* [Short task 1] Please copy out the Dark Pines interview word for word, in full.

Dark Pines Will Dean – Author Interview.

Today I am VERY happy to ask Will Dean a few little questions about the amazing Dark Pines as part of the blog tour. One of my favourite reads of last year, in my Top Ten and available now – genuinely you shouldn’t miss it.


So, we all know I LOVED Dark Pines so I’m very interested in the inspiration for it – obviously where you live for the setting which is beautiful, but also for the main character. So tell me!

So, so pleased you loved Dark Pines. Thank you! Tuva was partly a reaction to my awful first novel (now locked in a drawer). The protagonist of that story was basically me but 5cm taller. So I knew I wanted to write a POV character that wasn’t myself. I wanted to write someone interesting.

Tuva came to me (kinda) fully-formed. When I imagined Dark Pines I saw a huge, overgrown spruce forest. I zoomed in and saw a pick-up truck snaking its way along a gravel track through the trees. I zoomed in further and saw a young, deaf journalist driving the truck.

I wanted Tuva Moodyson to be like someone you know. A normal, relatable person. I didn’t want to write a superhero. Tuva can’t do martial arts or hack computers or read minds. She’s you and me. She’s a complicated, determined, fragile person. I love writing her.

As for inspiration, the setting of Dark Pines is inspired by the huge forest I live in, and also by my travels around Sweden. I’m interested in the interplay between character and place. Tuva, for example, hates nature. She’s terrified of it. I think she’s probably an amalgamation of many different people I know: my sister, my mother, my wife, my friends. But she is also, very much, just Tuva Moodyson. I’m excited to see how she develops in future books.

Rows on locating named things:
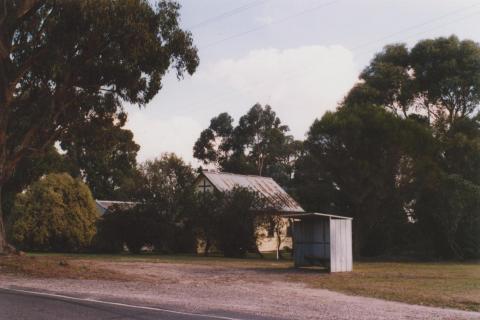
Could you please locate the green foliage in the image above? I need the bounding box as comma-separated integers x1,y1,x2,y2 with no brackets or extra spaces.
195,187,264,257
194,104,300,184
415,173,480,258
345,36,480,126
308,36,480,258
11,173,97,252
96,154,196,253
0,0,199,252
60,114,140,200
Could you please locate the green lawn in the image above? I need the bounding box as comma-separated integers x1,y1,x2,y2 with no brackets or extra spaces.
0,254,480,312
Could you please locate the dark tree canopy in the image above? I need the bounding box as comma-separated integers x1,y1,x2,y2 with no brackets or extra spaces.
60,111,140,200
294,36,480,258
345,36,480,125
193,104,300,182
0,0,198,250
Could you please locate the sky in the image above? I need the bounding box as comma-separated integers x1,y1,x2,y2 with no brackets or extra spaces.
127,0,480,165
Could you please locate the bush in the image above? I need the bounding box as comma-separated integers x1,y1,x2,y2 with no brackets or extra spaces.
10,173,98,252
95,203,196,253
195,188,262,257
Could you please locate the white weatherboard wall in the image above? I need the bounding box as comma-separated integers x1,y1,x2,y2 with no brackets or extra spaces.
330,218,352,272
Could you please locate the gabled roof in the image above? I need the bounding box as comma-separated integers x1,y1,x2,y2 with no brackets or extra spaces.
95,200,138,214
200,171,305,213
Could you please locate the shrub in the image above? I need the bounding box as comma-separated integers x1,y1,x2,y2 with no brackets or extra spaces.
195,188,262,257
10,173,98,252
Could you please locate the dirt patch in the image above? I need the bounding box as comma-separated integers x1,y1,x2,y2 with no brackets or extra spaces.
0,256,480,320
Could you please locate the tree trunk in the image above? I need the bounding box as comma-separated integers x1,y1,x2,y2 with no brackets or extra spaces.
0,186,18,255
203,238,210,257
0,187,9,254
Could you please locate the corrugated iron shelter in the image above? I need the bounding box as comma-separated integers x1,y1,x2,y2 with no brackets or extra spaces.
195,171,305,214
95,200,138,216
287,213,352,272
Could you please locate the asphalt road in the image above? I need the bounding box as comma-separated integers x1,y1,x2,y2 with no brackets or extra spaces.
0,289,264,320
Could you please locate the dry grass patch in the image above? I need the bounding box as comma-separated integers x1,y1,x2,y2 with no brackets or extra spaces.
288,262,480,311
0,256,129,281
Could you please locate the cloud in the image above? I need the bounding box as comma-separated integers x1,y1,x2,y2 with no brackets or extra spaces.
255,15,274,25
127,45,358,164
204,46,358,138
126,109,202,162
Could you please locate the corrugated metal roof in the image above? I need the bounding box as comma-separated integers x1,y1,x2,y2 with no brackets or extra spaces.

* [Short task 2] From the rows, take the part that opens with the line containing "Could you please locate the white" and closes with the line containing "0,187,9,254", both lines included. Output only those lines as a JSON list of strings, one string per line, leaving out any blank lines.

* [Reply 1]
Dark Pines Will Dean – Author Interview.

Today I am VERY happy to ask Will Dean a few little questions about the amazing Dark Pines as part of the blog tour. One of my favourite reads of last year, in my Top Ten and available now – genuinely you shouldn’t miss it.


So, we all know I LOVED Dark Pines so I’m very interested in the inspiration for it – obviously where you live for the setting which is beautiful, but also for the main character. So tell me!

So, so pleased you loved Dark Pines. Thank you! Tuva was partly a reaction to my awful first novel (now locked in a drawer). The protagonist of that story was basically me but 5cm taller. So I knew I wanted to write a POV character that wasn’t myself. I wanted to write someone interesting.

Tuva came to me (kinda) fully-formed. When I imagined Dark Pines I saw a huge, overgrown spruce forest. I zoomed in and saw a pick-up truck snaking its way along a gravel track through the trees. I zoomed in further and saw a young, deaf journalist driving the truck.

I wanted Tuva Moodyson to be like someone you know. A normal, relatable person. I didn’t want to write a superhero. Tuva can’t do martial arts or hack computers or read minds. She’s you and me. She’s a complicated, determined, fragile person. I love writing her.

As for inspiration, the setting of Dark Pines is inspired by the huge forest I live in, and also by my travels around Sweden. I’m interested in the interplay between character and place. Tuva, for example, hates nature. She’s terrified of it. I think she’s probably an amalgamation of many different people I know: my sister, my mother, my wife, my friends. But she is also, very much, just Tuva Moodyson. I’m excited to see how she develops in future books.

* [Reply 2]
[
  "Could you please locate the white weatherboard wall in the image above? I need the bounding box as comma-separated integers x1,y1,x2,y2 with no brackets or extra spaces.",
  "330,218,352,272",
  "Could you please locate the gabled roof in the image above? I need the bounding box as comma-separated integers x1,y1,x2,y2 with no brackets or extra spaces.",
  "95,200,138,214",
  "200,171,305,213",
  "Could you please locate the shrub in the image above? I need the bounding box as comma-separated integers x1,y1,x2,y2 with no brackets or extra spaces.",
  "195,188,262,257",
  "10,173,98,252",
  "Could you please locate the dirt patch in the image above? I need the bounding box as comma-separated integers x1,y1,x2,y2 with no brackets or extra spaces.",
  "0,256,480,320",
  "Could you please locate the tree trunk in the image above? I need the bounding box as comma-separated integers x1,y1,x2,y2 with no brackets or extra spaces.",
  "0,186,18,255",
  "203,238,210,257",
  "0,187,9,254"
]